To do: Extract all of the records below word for word, leaving the pictures out of your answer.

━━━━━ Working data ━━━━━

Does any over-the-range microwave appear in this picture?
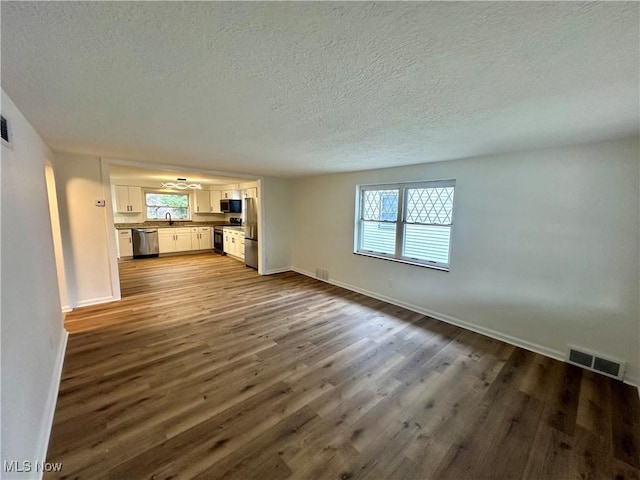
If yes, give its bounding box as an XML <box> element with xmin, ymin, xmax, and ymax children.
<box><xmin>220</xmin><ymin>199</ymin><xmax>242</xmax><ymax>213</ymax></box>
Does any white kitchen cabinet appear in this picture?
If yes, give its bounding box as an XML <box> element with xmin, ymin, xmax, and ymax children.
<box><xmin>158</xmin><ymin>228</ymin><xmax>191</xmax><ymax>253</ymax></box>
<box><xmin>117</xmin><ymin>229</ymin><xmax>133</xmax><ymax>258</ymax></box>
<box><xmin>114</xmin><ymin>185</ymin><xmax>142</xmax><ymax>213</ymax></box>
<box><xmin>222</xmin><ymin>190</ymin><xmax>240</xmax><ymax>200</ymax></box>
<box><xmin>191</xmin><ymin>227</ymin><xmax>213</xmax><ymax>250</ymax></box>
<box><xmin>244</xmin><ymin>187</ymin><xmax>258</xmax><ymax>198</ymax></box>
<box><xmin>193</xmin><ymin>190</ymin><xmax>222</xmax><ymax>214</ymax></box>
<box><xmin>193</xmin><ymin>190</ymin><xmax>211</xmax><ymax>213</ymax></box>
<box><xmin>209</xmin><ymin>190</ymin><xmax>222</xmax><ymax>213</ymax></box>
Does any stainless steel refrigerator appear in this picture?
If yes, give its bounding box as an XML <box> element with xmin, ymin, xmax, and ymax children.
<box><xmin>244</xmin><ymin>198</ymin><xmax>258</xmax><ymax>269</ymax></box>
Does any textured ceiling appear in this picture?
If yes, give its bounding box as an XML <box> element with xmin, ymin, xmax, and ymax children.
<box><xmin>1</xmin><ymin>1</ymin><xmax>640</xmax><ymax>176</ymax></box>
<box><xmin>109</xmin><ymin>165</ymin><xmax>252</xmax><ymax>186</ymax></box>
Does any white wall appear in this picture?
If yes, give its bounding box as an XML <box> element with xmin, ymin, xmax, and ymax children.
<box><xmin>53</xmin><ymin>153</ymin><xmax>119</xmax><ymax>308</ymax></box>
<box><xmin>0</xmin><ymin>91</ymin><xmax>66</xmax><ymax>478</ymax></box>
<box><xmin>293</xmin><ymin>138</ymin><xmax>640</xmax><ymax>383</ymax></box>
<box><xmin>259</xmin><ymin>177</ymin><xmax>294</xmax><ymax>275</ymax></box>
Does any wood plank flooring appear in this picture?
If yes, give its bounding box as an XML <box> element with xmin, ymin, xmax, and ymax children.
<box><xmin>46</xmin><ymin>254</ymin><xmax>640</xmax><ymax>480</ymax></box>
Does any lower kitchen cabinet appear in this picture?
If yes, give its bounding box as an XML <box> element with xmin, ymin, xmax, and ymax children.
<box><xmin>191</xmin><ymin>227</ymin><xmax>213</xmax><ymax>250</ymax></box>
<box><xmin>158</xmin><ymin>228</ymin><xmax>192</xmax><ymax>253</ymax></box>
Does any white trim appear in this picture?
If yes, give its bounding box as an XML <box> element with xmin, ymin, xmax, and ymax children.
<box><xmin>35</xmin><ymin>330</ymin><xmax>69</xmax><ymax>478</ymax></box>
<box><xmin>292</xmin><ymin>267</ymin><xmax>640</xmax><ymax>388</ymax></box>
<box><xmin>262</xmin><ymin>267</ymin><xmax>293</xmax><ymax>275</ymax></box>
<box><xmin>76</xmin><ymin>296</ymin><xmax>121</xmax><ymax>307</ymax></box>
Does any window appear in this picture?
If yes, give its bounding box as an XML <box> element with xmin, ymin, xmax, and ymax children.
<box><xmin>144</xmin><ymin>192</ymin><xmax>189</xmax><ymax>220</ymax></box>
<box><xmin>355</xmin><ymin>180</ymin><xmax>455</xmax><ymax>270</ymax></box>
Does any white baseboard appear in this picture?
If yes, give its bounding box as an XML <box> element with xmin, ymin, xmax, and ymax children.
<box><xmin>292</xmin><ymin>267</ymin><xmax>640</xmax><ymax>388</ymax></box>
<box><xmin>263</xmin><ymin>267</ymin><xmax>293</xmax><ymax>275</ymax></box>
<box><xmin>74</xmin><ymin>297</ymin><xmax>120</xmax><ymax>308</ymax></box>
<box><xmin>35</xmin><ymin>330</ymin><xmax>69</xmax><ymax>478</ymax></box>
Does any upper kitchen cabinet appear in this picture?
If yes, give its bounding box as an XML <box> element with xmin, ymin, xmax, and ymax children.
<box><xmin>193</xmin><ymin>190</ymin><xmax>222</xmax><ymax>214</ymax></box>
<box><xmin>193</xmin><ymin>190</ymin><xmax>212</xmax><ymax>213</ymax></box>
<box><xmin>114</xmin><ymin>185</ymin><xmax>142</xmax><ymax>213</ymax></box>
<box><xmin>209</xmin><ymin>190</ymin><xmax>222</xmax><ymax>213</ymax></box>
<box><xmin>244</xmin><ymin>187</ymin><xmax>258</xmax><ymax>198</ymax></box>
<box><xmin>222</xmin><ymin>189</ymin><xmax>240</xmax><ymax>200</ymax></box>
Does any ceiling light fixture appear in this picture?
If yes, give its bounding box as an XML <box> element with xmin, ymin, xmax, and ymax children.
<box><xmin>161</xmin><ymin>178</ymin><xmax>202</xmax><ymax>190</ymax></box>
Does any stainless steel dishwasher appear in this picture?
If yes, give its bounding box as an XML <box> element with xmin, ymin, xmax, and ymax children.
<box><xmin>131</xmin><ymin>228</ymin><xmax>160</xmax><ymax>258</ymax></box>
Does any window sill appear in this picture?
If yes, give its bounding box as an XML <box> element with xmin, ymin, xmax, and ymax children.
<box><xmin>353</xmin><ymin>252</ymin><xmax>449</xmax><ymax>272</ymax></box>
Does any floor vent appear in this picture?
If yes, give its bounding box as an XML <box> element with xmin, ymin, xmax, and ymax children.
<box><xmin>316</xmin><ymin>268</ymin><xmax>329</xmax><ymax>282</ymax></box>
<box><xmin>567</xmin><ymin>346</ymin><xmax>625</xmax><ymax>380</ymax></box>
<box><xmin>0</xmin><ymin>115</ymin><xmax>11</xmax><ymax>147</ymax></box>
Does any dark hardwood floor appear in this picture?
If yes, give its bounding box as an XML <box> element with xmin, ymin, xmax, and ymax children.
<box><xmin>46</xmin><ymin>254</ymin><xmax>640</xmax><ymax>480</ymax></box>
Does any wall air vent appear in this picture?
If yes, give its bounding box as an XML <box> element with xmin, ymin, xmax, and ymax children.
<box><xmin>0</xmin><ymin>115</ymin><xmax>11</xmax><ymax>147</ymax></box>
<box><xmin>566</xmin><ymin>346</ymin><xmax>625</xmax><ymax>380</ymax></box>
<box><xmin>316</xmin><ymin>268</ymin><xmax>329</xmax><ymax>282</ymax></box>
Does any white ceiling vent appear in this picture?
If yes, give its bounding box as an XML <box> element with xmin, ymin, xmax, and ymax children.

━━━━━

Finished answer:
Does any over-the-range microwave appear in this picture?
If yes, give its bounding box as an XML <box> element with xmin, ymin, xmax, and ymax children.
<box><xmin>220</xmin><ymin>199</ymin><xmax>242</xmax><ymax>213</ymax></box>
Does any white kitchen cabinet appear in this picture?
If yes, give its bounding box as an XML <box> element with xmin, ymin, xmax, and ymax children.
<box><xmin>158</xmin><ymin>228</ymin><xmax>191</xmax><ymax>253</ymax></box>
<box><xmin>117</xmin><ymin>229</ymin><xmax>133</xmax><ymax>258</ymax></box>
<box><xmin>114</xmin><ymin>185</ymin><xmax>142</xmax><ymax>213</ymax></box>
<box><xmin>222</xmin><ymin>190</ymin><xmax>240</xmax><ymax>200</ymax></box>
<box><xmin>191</xmin><ymin>227</ymin><xmax>213</xmax><ymax>250</ymax></box>
<box><xmin>244</xmin><ymin>187</ymin><xmax>258</xmax><ymax>198</ymax></box>
<box><xmin>193</xmin><ymin>190</ymin><xmax>222</xmax><ymax>214</ymax></box>
<box><xmin>193</xmin><ymin>190</ymin><xmax>211</xmax><ymax>213</ymax></box>
<box><xmin>209</xmin><ymin>190</ymin><xmax>222</xmax><ymax>213</ymax></box>
Does any stainless steel refrigerator appear in this picture?
If yes, give its bounding box as an XML <box> element with xmin, ymin, xmax, and ymax children.
<box><xmin>244</xmin><ymin>198</ymin><xmax>258</xmax><ymax>269</ymax></box>
Does any textured ceiling appear in this picture?
If yes, give its bounding box as an XML <box> element with xmin, ymin, xmax, and ymax children.
<box><xmin>1</xmin><ymin>1</ymin><xmax>640</xmax><ymax>176</ymax></box>
<box><xmin>109</xmin><ymin>165</ymin><xmax>252</xmax><ymax>186</ymax></box>
Does any white wall appear in this picture?
If yes, give its bounding box as an XML <box> element with xmin, ymin, xmax, and ymax children.
<box><xmin>53</xmin><ymin>153</ymin><xmax>119</xmax><ymax>308</ymax></box>
<box><xmin>0</xmin><ymin>91</ymin><xmax>66</xmax><ymax>478</ymax></box>
<box><xmin>293</xmin><ymin>138</ymin><xmax>640</xmax><ymax>383</ymax></box>
<box><xmin>259</xmin><ymin>177</ymin><xmax>294</xmax><ymax>275</ymax></box>
Does any wood plank flooring appear in this picture?
If yes, give its bounding box as an XML <box> element with xmin, ymin, xmax, and ymax children.
<box><xmin>46</xmin><ymin>254</ymin><xmax>640</xmax><ymax>480</ymax></box>
Does any lower kitchen cabinet appear in this picture?
If yes, give its bounding box as an XML <box> element with xmin, ymin, xmax, and ymax children.
<box><xmin>191</xmin><ymin>227</ymin><xmax>213</xmax><ymax>250</ymax></box>
<box><xmin>158</xmin><ymin>228</ymin><xmax>192</xmax><ymax>253</ymax></box>
Does any white trim appear in this picture?
If yes, give its bounding box as an XML <box> element with xmin, ymin, xmax, and ymax children.
<box><xmin>35</xmin><ymin>330</ymin><xmax>69</xmax><ymax>478</ymax></box>
<box><xmin>292</xmin><ymin>267</ymin><xmax>640</xmax><ymax>388</ymax></box>
<box><xmin>262</xmin><ymin>267</ymin><xmax>293</xmax><ymax>275</ymax></box>
<box><xmin>76</xmin><ymin>296</ymin><xmax>121</xmax><ymax>307</ymax></box>
Does any window appear in this picture?
If yes, give its bounding box as an XML <box> element with xmin, ymin, xmax, and ymax children.
<box><xmin>144</xmin><ymin>192</ymin><xmax>189</xmax><ymax>220</ymax></box>
<box><xmin>355</xmin><ymin>180</ymin><xmax>455</xmax><ymax>270</ymax></box>
Does any white baseboard appear in this picture?
If yes, give its bounding box as an XML <box> element with xmin, ymin, xmax, and ymax children.
<box><xmin>292</xmin><ymin>267</ymin><xmax>640</xmax><ymax>388</ymax></box>
<box><xmin>263</xmin><ymin>267</ymin><xmax>293</xmax><ymax>275</ymax></box>
<box><xmin>74</xmin><ymin>297</ymin><xmax>120</xmax><ymax>308</ymax></box>
<box><xmin>35</xmin><ymin>330</ymin><xmax>69</xmax><ymax>478</ymax></box>
Does any upper kitchen cabinet appear in this picture?
If yes, give its bounding box as an XML <box> element with xmin, ymin, xmax, and ymax children.
<box><xmin>193</xmin><ymin>190</ymin><xmax>222</xmax><ymax>214</ymax></box>
<box><xmin>193</xmin><ymin>190</ymin><xmax>212</xmax><ymax>213</ymax></box>
<box><xmin>114</xmin><ymin>185</ymin><xmax>142</xmax><ymax>213</ymax></box>
<box><xmin>209</xmin><ymin>190</ymin><xmax>222</xmax><ymax>213</ymax></box>
<box><xmin>244</xmin><ymin>187</ymin><xmax>258</xmax><ymax>198</ymax></box>
<box><xmin>222</xmin><ymin>189</ymin><xmax>240</xmax><ymax>200</ymax></box>
Does any ceiling light fixture appear in this picture?
If yes, give its bounding box as an XML <box> element with xmin, ymin, xmax, and ymax children.
<box><xmin>161</xmin><ymin>178</ymin><xmax>202</xmax><ymax>190</ymax></box>
Does any stainless steel dishwasher appear in this picture?
If yes, give its bounding box as an XML <box> element with xmin, ymin, xmax, and ymax children.
<box><xmin>131</xmin><ymin>228</ymin><xmax>160</xmax><ymax>258</ymax></box>
Does any window sill appear in this picture?
If yes, give its bounding box as an XML <box> element with xmin, ymin, xmax, and ymax children.
<box><xmin>353</xmin><ymin>252</ymin><xmax>449</xmax><ymax>272</ymax></box>
Does any floor vent appear in this picture?
If yes, give its bounding box as an XML <box> element with xmin, ymin, xmax, and ymax children.
<box><xmin>316</xmin><ymin>268</ymin><xmax>329</xmax><ymax>282</ymax></box>
<box><xmin>567</xmin><ymin>346</ymin><xmax>625</xmax><ymax>380</ymax></box>
<box><xmin>0</xmin><ymin>115</ymin><xmax>11</xmax><ymax>147</ymax></box>
Does any dark hardwood floor appear in this picture?
If yes, give its bounding box as an XML <box> element with xmin, ymin, xmax, and ymax children.
<box><xmin>46</xmin><ymin>254</ymin><xmax>640</xmax><ymax>480</ymax></box>
Does any wall air vent appear in this picture?
If yes, give its bounding box as an XML <box> element with xmin, ymin, xmax, and ymax children.
<box><xmin>0</xmin><ymin>115</ymin><xmax>11</xmax><ymax>147</ymax></box>
<box><xmin>566</xmin><ymin>346</ymin><xmax>625</xmax><ymax>380</ymax></box>
<box><xmin>316</xmin><ymin>268</ymin><xmax>329</xmax><ymax>282</ymax></box>
Does any white ceiling vent appear in this picture?
If yes, give its bounding box as an XML <box> element with xmin, ymin, xmax, and ymax children.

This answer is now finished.